*** TEXT PROVIDED ***

Just a couple of those kids suffered a drop in hearing or speaking skills after the new devices were implanted, the team reported this week in Archives of Otolaryngology-Head & Neck Surgery.
The study's senior author, Dr. Blake Papsin, said that despite the low rate of repeated implants in kids, most will need a new device put in at some point in their lives.
"When I talk to parents, I say, 'Let's talk about your first cochlear implant,'" said Papsin, director of the cochlear implant program at The Hospital for Sick Children in Toronto.
"It's become pretty clear that these devices are unlikely, even though beautifully made, to last a lifetime," he told Reuters Health. Including the surgery and follow-up visits, an implant costs about $50,000.
But the findings are still promising, he added. "People used to say the complication rate is higher in children, the failure rate is higher in children, and we found that that was not the case."
His team's study included 738 kids, most born hard of hearing because of genetics. Those kids all received a cochlear implant -- a device that transmits sound directly to the auditory nerve -- in at least one ear between 1990 and 2010. They had the procedures when they were an average of two or three years old.
During that time, the hospital treated 34 kids whose implants had stopped working and who needed surgery to put in a new device.
When the researchers took out the seven kids who got their original implant at another hospital, they found that just under three percent of the patients they treated with a first cochlear implant needed a second due to malfunctions. That was over an average of six years of using the devices.

*** INFORMATION SHOWN ***

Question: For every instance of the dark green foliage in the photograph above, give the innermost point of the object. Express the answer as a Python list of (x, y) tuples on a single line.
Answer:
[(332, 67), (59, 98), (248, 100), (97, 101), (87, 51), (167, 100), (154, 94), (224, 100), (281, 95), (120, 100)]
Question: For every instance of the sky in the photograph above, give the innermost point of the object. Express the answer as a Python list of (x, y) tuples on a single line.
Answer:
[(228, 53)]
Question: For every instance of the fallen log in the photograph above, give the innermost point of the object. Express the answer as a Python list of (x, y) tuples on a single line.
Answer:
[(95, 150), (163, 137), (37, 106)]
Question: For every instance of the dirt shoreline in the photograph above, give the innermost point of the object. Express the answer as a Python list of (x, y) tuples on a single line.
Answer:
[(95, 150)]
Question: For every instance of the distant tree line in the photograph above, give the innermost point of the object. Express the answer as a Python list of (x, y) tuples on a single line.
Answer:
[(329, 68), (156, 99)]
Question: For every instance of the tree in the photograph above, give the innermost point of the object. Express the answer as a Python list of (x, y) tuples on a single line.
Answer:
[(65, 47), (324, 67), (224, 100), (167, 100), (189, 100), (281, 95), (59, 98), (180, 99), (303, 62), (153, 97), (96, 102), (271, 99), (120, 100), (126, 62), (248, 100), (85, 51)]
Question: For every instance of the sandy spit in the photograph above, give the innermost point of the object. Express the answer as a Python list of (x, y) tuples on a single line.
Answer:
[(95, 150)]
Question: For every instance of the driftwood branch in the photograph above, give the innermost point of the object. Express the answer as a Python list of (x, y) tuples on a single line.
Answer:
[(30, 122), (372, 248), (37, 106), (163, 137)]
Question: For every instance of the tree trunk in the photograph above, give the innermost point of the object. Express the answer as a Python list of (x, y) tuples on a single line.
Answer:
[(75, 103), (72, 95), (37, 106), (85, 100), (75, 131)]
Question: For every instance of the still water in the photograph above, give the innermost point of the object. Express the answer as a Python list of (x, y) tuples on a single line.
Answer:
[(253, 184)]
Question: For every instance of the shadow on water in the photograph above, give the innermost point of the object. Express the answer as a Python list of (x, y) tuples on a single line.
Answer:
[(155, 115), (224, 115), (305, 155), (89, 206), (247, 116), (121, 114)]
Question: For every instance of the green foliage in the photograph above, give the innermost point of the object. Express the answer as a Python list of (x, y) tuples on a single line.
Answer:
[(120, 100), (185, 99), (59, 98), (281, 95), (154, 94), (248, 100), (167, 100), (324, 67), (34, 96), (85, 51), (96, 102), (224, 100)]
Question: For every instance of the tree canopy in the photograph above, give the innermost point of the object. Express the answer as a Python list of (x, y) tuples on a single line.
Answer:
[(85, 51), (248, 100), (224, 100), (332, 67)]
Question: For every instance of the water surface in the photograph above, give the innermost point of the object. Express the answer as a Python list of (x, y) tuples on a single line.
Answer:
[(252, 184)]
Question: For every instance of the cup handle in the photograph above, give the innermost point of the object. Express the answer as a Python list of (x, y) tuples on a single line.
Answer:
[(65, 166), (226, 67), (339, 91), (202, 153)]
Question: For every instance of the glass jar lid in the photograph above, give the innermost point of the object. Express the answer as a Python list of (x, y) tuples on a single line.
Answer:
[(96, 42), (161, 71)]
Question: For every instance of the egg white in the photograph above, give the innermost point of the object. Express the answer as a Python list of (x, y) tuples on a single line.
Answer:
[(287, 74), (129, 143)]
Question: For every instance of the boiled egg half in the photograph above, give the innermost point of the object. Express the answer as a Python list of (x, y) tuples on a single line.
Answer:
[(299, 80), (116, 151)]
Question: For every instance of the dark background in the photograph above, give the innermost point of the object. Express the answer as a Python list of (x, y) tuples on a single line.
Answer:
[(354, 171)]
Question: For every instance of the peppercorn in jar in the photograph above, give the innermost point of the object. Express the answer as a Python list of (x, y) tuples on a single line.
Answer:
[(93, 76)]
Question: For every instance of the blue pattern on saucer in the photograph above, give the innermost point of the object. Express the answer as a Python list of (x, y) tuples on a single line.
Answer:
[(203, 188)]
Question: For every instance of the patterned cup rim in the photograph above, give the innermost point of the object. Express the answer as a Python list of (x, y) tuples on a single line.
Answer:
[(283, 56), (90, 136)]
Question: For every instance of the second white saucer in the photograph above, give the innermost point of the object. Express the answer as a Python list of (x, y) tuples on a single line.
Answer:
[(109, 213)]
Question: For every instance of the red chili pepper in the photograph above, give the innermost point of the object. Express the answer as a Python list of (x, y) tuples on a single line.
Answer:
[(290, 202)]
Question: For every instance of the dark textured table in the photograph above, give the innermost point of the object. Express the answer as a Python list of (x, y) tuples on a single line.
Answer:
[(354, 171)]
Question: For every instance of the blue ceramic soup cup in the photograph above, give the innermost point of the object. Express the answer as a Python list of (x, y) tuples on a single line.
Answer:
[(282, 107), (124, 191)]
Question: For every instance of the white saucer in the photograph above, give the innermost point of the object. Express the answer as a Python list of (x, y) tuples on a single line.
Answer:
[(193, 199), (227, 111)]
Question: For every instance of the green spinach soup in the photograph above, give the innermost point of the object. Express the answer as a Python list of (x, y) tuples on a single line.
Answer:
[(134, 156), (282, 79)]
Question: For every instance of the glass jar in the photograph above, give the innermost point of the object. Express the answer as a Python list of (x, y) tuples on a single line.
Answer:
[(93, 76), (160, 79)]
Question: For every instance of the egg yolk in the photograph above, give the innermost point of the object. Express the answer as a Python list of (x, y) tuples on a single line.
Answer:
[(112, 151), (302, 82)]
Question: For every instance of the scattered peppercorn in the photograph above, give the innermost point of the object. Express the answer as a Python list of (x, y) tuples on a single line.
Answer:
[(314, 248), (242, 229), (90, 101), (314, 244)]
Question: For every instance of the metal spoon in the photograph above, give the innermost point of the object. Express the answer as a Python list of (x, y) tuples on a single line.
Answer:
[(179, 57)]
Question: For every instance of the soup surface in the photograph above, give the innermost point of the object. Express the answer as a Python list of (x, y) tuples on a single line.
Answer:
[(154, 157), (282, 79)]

***

### TASKS TO PERFORM
A. Answer these questions from the cochlear implant article:
(i) Including the surgery and follow-up visits, about how much does an implant cost?
(ii) How many kids did the team's study include?
(iii) How many kids whose implants had stopped working did the hospital treat during that time?
B. For each statement, say whether it agrees with the cochlear implant article, and quote the words of the article that decide it.
(i) The kids in the study received a cochlear implant between 1990 and 2010.
(ii) Papsin's team found that the failure rate is higher in children.
(iii) Papsin is director of the cochlear implant program at The Hospital for Sick Children in Toronto.

### RESULTS FOR EACH TASK
A.
(i) About $50,000.
(ii) 738 kids.
(iii) 34 kids.

B.
(i) Yes: "in at least one ear between 1990 and 2010"
(ii) No: "the failure rate is higher in children, and we found that that was not the case."
(iii) Yes: "director of the cochlear implant program at The Hospital for Sick Children in Toronto"